LÁGRIMAS, SORRISOS, MUITOS APLAUSOS E A
SOLIDARIEDADE AOS GAYS  NO “DIVINAS DIVAS” 






De Luiz Carlos Lourenço
Fotos de Daniel Marques


 E finalmente chegou o fim de semana tão esperado. E por fim,  notáveis de todas as áreas e o público geral puderam confraternizar num só abraço e aplaudir, com entusiasmo, o coroamento de um projeto acalentado há vários anos pela atriz, produtora e agora diretora de cinema LEANDRA LEAL. Todos esperaram pacientemente pelos ajustes dos complicados equipamentos de filmagem e ninguém reclamou do atraso. Afinal, todos, literalmente todos, lotaram o tradicional Teatro Rival, na Cinelândia, para aplaudir muito, sorrir, gritar e ver lágrimas rolarem dos olhos com os momentos emocionantes vividos pelas grandiosas e DIVINAS DIVAS, fazendo parte de um momento histórico do show business.


 Num show inteiramente de roupagem nova, com uma surpreendente produção, foi possível se apreciar o talento destes artistas do Teatro Rival. Ali, com várias entradas estavam as super poderosas Rogéria, Jane Di Castro, Divina Valéria, Camille K,  Eloína dos Leopardos, Marquesa, Brigitte de Búzios e Fujika de Halliday, os primeiros artistas travestis do Brasil. Unidas, elas apresentaram um pout-pourri dos números musicais com os quais elas alcançaram sucesso e  provaram que aquela casa, que abriu seu palco para abrigar um dos primeiros palcos mostrando homens vestidos de mulher ainda no tempo da ditadura militar, tem a sua tradição gay, com muita honra, com muito respeito e com indiscutível credibilidade teatral .

__MATERIAL__
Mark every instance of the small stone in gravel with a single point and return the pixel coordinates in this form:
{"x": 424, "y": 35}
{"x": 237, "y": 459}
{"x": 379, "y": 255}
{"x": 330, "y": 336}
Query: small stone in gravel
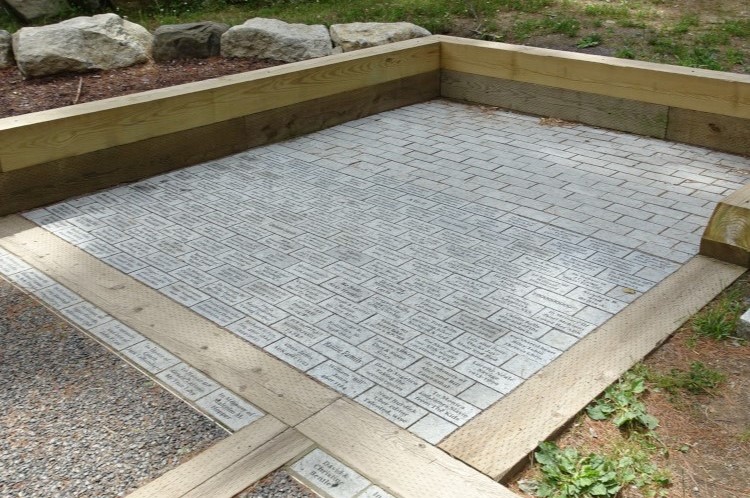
{"x": 278, "y": 484}
{"x": 77, "y": 421}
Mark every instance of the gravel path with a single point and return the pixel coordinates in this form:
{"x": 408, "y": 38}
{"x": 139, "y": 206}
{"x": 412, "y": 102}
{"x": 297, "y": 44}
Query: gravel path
{"x": 75, "y": 420}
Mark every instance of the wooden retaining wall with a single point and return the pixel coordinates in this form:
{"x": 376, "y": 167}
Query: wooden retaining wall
{"x": 51, "y": 155}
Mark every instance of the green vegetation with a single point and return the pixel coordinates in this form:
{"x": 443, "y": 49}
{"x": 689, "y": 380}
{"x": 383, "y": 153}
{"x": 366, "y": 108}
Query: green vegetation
{"x": 621, "y": 403}
{"x": 699, "y": 379}
{"x": 590, "y": 41}
{"x": 719, "y": 321}
{"x": 565, "y": 473}
{"x": 653, "y": 30}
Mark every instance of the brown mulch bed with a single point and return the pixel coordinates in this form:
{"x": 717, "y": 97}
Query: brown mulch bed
{"x": 20, "y": 96}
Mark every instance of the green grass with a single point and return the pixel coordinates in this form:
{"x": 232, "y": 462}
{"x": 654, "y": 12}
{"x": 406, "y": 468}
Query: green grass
{"x": 633, "y": 29}
{"x": 699, "y": 379}
{"x": 566, "y": 473}
{"x": 685, "y": 24}
{"x": 739, "y": 28}
{"x": 608, "y": 11}
{"x": 589, "y": 41}
{"x": 719, "y": 321}
{"x": 621, "y": 403}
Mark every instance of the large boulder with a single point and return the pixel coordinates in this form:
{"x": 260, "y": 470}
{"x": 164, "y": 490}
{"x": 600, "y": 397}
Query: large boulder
{"x": 359, "y": 35}
{"x": 104, "y": 41}
{"x": 30, "y": 10}
{"x": 276, "y": 40}
{"x": 188, "y": 41}
{"x": 6, "y": 49}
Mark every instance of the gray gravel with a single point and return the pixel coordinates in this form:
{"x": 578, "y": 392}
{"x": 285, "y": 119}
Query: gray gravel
{"x": 278, "y": 484}
{"x": 77, "y": 421}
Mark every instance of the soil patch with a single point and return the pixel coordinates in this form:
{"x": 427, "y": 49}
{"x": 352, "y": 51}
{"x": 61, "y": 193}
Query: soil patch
{"x": 19, "y": 96}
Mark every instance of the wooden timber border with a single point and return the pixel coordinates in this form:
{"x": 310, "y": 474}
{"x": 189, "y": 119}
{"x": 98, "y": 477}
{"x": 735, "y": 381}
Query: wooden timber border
{"x": 52, "y": 155}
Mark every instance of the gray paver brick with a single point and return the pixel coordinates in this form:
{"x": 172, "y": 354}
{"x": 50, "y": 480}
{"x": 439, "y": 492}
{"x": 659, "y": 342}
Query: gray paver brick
{"x": 469, "y": 248}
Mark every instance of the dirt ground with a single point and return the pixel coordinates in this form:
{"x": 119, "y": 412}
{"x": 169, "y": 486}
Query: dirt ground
{"x": 19, "y": 96}
{"x": 707, "y": 436}
{"x": 704, "y": 440}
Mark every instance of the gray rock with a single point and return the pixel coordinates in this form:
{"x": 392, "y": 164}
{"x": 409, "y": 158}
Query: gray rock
{"x": 188, "y": 41}
{"x": 29, "y": 10}
{"x": 6, "y": 49}
{"x": 276, "y": 40}
{"x": 104, "y": 41}
{"x": 359, "y": 35}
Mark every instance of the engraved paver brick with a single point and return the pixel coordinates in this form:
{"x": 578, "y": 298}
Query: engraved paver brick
{"x": 441, "y": 376}
{"x": 443, "y": 404}
{"x": 329, "y": 475}
{"x": 395, "y": 408}
{"x": 429, "y": 235}
{"x": 489, "y": 375}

__EXERCÍCIOS__
A. Segundo o texto sobre o espetáculo Divinas Divas, em qual teatro o público se reuniu?
B. Transcreva do texto sobre o espetáculo Divinas Divas o trecho de "E finalmente chegou" a "do show business.".
C. Prossiga com o texto sobre o espetáculo Divinas Divas a partir de sua última frase.
Os registros não têm nenhuma função nesta atividade.

__RESULTADOS POR TAREFA__
A. No Teatro Rival, na Cinelândia.

B.
E finalmente chegou o fim de semana tão esperado. E por fim,  notáveis de todas as áreas e o público geral puderam confraternizar num só abraço e aplaudir, com entusiasmo, o coroamento de um projeto acalentado há vários anos pela atriz, produtora e agora diretora de cinema LEANDRA LEAL. Todos esperaram pacientemente pelos ajustes dos complicados equipamentos de filmagem e ninguém reclamou do atraso. Afinal, todos, literalmente todos, lotaram o tradicional Teatro Rival, na Cinelândia, para aplaudir muito, sorrir, gritar e ver lágrimas rolarem dos olhos com os momentos emocionantes vividos pelas grandiosas e DIVINAS DIVAS, fazendo parte de um momento histórico do show business.

C.
  Para a comemoração dos dez anos do show DIVINAS DIVAS em cartaz e o coroamento do longa-metragem dirigido por Leandra Leal, uma edição inédita foi montada na sexta-feira e no sábado com uma produção à altura do glamour dos anos áureos dos shows de travestis – nas décadas de 1960 e 70, quando as Divinas Divas testemunharam o auge de uma Cinelândia repleta de cinemas e teatros, cenário de contestação e provocação aos costumes tradicionais. Através das músicas, o show trouxe para a cena o talento, as histórias e memórias de uma geração que revolucionou o comportamento sexual e desafiou a moral de uma época.
 Gustavo Gasparini foi o diretor convidado a conduzir o espetáculo junto com a atriz e diretora Leandra Leal, que conhece a fundo e conviveu com as Divas desde criança no Rival, teatro que pertence à sua família. As apresentações tiveram  orquestra ao vivo em direção musical do premiado produtor Plínio Profeta e músicos da nova cena  executaram alguns clássicos da pop music, junto com músicas marcantes das trajetórias das Divas em outros espetáculos. Uma trilha sonora original foi composta especialmente para a ocasião. 


 Com muita categoria, Jane Di Castro, Rogéria e Valéria foram as grandes cantoras do espetáculo, enquanto Marquesa, Camille, Fujika, Eloína e Brigitte dublaram nacionais e os internacionais  em performances cômicas e bem cuidadas. Os cenários da festa foram o elaborados pelo experiente diretor de arte Claudio Amaral Peixoto, e  os figurinos ficaram a cargo de Gabriela Campos. As coreografias serão assinadas por Renato Garcia, renomado dançarino, diretor de dança e jurado do programa Dança dos Famosos.
 A montagem do show na linha Teatro de Revista  foi  filmada como o grande finale de um documentário de longa-metragem para salas de cinema sobre a trajetória das Divinas Divas(assista ao teaser do filme no https://vimeo.com/77186623).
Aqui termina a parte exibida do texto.